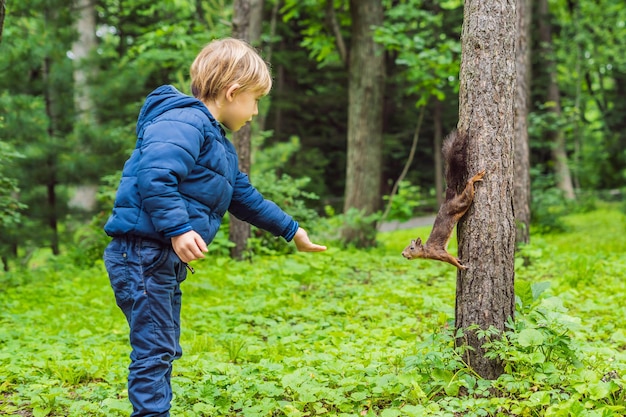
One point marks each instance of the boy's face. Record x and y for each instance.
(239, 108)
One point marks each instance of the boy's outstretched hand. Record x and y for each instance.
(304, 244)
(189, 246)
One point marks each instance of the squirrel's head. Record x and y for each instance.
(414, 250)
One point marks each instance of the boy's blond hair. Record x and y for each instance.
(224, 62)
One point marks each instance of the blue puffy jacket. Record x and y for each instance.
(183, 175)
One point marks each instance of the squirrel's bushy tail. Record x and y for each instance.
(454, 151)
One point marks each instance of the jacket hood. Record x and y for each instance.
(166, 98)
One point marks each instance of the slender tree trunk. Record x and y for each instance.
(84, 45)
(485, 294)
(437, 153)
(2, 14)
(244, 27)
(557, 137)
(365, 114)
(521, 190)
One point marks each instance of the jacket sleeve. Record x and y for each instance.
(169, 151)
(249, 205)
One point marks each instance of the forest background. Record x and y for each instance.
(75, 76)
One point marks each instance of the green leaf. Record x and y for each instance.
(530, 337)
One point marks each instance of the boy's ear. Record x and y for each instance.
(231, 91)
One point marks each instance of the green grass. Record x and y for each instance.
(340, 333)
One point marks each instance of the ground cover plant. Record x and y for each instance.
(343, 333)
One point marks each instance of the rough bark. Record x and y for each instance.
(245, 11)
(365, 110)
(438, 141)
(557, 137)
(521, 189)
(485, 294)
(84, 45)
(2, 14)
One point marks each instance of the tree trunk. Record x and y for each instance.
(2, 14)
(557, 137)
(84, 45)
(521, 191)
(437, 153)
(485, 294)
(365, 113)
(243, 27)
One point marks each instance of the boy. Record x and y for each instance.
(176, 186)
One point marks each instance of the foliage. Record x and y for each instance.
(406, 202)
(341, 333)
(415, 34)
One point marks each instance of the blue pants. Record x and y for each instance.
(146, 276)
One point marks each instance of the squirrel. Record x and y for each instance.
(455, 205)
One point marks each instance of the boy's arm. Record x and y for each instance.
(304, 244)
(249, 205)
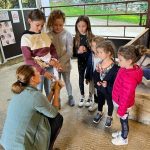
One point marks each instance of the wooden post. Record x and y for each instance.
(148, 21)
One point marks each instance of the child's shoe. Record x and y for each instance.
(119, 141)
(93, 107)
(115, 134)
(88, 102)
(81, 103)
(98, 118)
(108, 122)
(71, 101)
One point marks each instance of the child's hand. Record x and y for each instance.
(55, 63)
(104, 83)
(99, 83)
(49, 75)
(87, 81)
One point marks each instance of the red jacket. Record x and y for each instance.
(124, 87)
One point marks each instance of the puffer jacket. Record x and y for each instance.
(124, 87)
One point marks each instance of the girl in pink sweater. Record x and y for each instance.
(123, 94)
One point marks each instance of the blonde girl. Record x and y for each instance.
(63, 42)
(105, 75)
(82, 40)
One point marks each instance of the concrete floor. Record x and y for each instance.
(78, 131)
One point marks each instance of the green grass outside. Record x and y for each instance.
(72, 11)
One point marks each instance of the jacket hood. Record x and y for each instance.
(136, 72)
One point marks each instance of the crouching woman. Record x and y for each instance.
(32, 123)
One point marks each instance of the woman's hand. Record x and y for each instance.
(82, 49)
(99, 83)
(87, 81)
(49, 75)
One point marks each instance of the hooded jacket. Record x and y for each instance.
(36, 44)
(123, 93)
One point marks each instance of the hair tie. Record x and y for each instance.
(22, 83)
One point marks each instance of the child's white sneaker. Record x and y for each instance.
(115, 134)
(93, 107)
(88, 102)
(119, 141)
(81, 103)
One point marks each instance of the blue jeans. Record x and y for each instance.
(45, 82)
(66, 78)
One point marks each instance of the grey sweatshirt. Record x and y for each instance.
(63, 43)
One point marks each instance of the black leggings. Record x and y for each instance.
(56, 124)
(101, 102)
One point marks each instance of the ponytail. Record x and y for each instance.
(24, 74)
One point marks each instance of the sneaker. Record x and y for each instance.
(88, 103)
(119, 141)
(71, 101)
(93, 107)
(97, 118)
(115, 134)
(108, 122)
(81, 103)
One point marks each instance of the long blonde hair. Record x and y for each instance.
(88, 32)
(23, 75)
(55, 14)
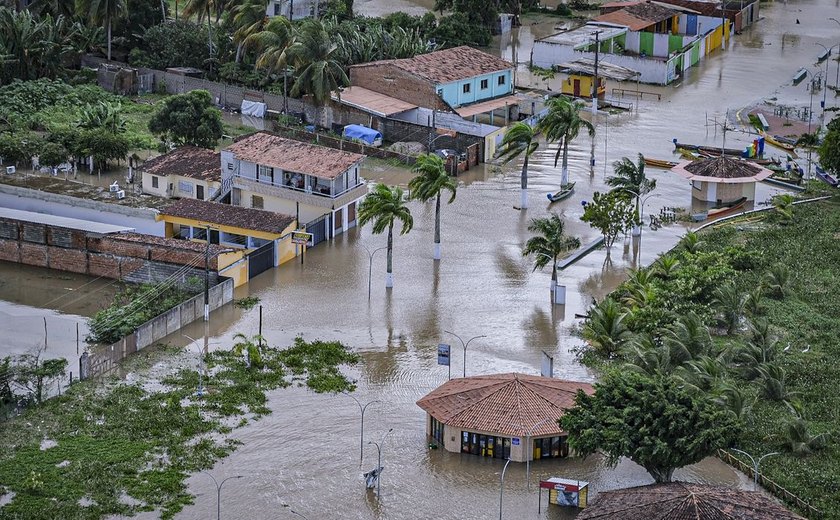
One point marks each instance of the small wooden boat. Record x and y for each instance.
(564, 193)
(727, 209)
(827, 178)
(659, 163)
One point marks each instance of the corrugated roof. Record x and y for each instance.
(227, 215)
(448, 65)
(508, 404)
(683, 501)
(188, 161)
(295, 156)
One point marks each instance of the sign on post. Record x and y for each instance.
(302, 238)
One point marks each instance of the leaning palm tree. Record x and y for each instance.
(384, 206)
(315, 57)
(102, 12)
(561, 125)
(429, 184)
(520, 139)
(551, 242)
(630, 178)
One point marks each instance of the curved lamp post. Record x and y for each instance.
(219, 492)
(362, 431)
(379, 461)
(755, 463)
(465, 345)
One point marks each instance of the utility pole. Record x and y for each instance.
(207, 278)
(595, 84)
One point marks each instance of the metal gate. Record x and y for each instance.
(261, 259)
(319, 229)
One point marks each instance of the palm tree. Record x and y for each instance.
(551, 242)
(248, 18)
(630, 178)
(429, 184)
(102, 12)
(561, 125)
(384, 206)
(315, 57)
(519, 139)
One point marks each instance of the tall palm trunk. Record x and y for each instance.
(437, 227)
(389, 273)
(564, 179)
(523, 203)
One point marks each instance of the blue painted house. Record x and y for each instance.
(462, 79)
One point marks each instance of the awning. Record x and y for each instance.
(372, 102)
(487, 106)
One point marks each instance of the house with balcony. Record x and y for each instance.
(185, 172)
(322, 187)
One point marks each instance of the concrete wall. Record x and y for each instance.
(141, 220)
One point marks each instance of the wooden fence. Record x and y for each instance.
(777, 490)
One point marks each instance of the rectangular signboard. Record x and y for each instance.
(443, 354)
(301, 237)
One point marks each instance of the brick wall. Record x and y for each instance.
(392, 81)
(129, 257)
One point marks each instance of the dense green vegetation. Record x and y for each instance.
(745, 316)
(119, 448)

:: Goal ::
Reproduce all of the entries above word for word, leaving out the pictures.

:: Correct result ::
One point marks each instance of the boy's face. Record x and y for each instance.
(239, 108)
One point marks each instance of the boy's outstretched hand. Record x and y for each instance.
(304, 244)
(189, 246)
One point marks each instance of the squirrel's head. Record x and y for each instance.
(414, 250)
One point marks each instance of the boy's blond hair. Record x and y for each instance.
(224, 62)
One point marks each instance of the blue puffy jacket. Record x and y for each instance.
(183, 175)
One point marks each instance of the squirrel's bushy tail. Record x and y for each instance.
(454, 151)
One point marks each instance of the jacket hood. Record x and y for each instance.
(166, 98)
One point marks each instance of the slender tree trunk. Record x and y for each instance.
(84, 45)
(485, 294)
(437, 153)
(2, 14)
(244, 27)
(557, 137)
(365, 114)
(521, 190)
One point marks each instance of the jacket sleeve. Record x and y for each instance.
(169, 151)
(249, 205)
One point marks each instance of the forest background. Record x and y for each instance.
(75, 76)
One point marks each instance of the green leaf. Record x and y for each instance.
(530, 337)
One point marks each instance of the boy's ear. Record x and y for each instance.
(231, 91)
One point marks each instance of the green grass. Record x and y for each instance.
(340, 333)
One point marks each instance of the ground cover plant. Record x and y for each instance.
(343, 333)
One point marks each instance of the rough bark. Record x and y for each instance.
(245, 11)
(365, 110)
(438, 141)
(557, 137)
(521, 189)
(485, 294)
(84, 45)
(2, 14)
One point marks each instance of the tree trunk. Record x and y for each instance.
(2, 14)
(557, 137)
(84, 45)
(521, 191)
(437, 153)
(485, 294)
(365, 113)
(243, 27)
One point marks each instance of the boy. Record x and y for each instance.
(176, 186)
One point marks each instance of the foliage. Record x and y for each instance.
(406, 202)
(341, 333)
(415, 34)
One point marks each instance of the blue pants. Record x and y for each instance.
(146, 276)
One point marks each instance of the squirrel. Record x and y for each instance.
(455, 205)
One point marks each instance of the boy's arm. Record x and y for each instance.
(304, 244)
(249, 205)
One point marks each instance of the wooden post. Record x and y for each instance.
(148, 21)
One point marks each instance of the child's shoe. Record x and y for each instance.
(119, 141)
(93, 107)
(115, 134)
(88, 102)
(81, 103)
(98, 118)
(108, 122)
(71, 101)
One point marks each instance of the child's hand. Record x and y for each instance.
(55, 63)
(104, 83)
(99, 83)
(49, 75)
(87, 81)
One point marks each instance of the red jacket. Record x and y for each instance.
(124, 87)
One point marks each instance of the puffer jacket. Record x and y for each instance.
(124, 87)
One point marks each instance of the girl in pink sweater. Record x and y for each instance.
(123, 94)
One point marks each instance of the blonde girl. Record x and y for each instance.
(63, 42)
(105, 75)
(82, 40)
One point marks each instance of the concrete floor. Record x and y for each instance.
(78, 131)
One point marks each instance of the green grass outside. Record x and y for each instance.
(72, 11)
One point marks each instance of the jacket hood. Record x and y for each instance.
(136, 72)
One point marks each instance of the crouching woman. Record x and y for each instance.
(32, 123)
One point marks each instance of the woman's hand. Record x and y for each instance.
(82, 49)
(99, 83)
(87, 81)
(49, 75)
One point marks each instance of the hooded jacket. Record x and y for each instance.
(36, 44)
(123, 93)
One point marks each instance of the hair tie. Record x and y for each instance.
(22, 83)
One point marks each instance of the child's white sneaker. Record x and y for each instance.
(115, 134)
(93, 107)
(88, 102)
(119, 141)
(81, 103)
One point marks each instance of the blue jeans. Record x and y for each instance.
(45, 82)
(66, 78)
One point marks each instance of the grey sweatshirt. Record x and y for each instance.
(63, 43)
One point marks each instance of the black leggings. Record x and y for each instance.
(56, 124)
(101, 102)
One point marks each instance of the ponytail. Record x and y for each instance.
(24, 74)
One point marks each instance of the sneaker. Record x and y for each instance.
(88, 103)
(119, 141)
(71, 101)
(93, 107)
(97, 118)
(115, 134)
(108, 122)
(81, 103)
One point marks each instance of the long blonde hair. Record x and y for each instance.
(88, 32)
(23, 75)
(55, 14)
One point marks each instance of the small wooden boat. Record x and y for each instance.
(564, 193)
(727, 209)
(827, 178)
(659, 163)
One point marks each instance of the corrugated roof. Record x and y for each instance.
(227, 215)
(448, 65)
(508, 404)
(683, 501)
(188, 161)
(295, 156)
One point marks each instance of the sign on post. Record x and y for each instance.
(302, 238)
One point marks each instance of the leaning palm tree. Record x and y for each instance.
(384, 206)
(315, 57)
(102, 12)
(561, 125)
(429, 184)
(520, 139)
(551, 242)
(630, 178)
One point marks each instance of the curved lamp post. Record x and y for each instance.
(219, 492)
(362, 431)
(379, 461)
(755, 463)
(465, 345)
One point marks each instance of the utility pole. Record x and y for each instance.
(207, 278)
(595, 84)
One point marks each instance of the metal gate. Record x and y for each instance.
(261, 259)
(319, 229)
One point marks each instance of the palm tree. Record x and y for each instance.
(551, 242)
(248, 18)
(630, 178)
(429, 184)
(102, 12)
(561, 125)
(384, 206)
(315, 57)
(519, 139)
One point marks each instance of the tall palm trunk. Record x and y for each instance.
(437, 227)
(389, 273)
(564, 179)
(523, 203)
One point marks each instance of the blue painted house. Record x and y for each instance.
(462, 79)
One point marks each instance of the awning. Record x and y for each instance.
(372, 102)
(487, 106)
One point marks each instance of the house with balcony. Record x and y for each instance.
(185, 172)
(322, 187)
One point marks each instance of the concrete wall. Record x and y for each instance.
(141, 220)
One point marks each instance of the wooden fence. Record x and y for each instance.
(777, 490)
One point marks each instance of the rectangular signboard. Record x and y for each instance.
(443, 354)
(301, 237)
One point marks each instance of the brick wall. Record x and y for each instance.
(392, 81)
(129, 257)
One point marks each instance of the dense green vegetation. Record x and y for each instance.
(745, 316)
(119, 448)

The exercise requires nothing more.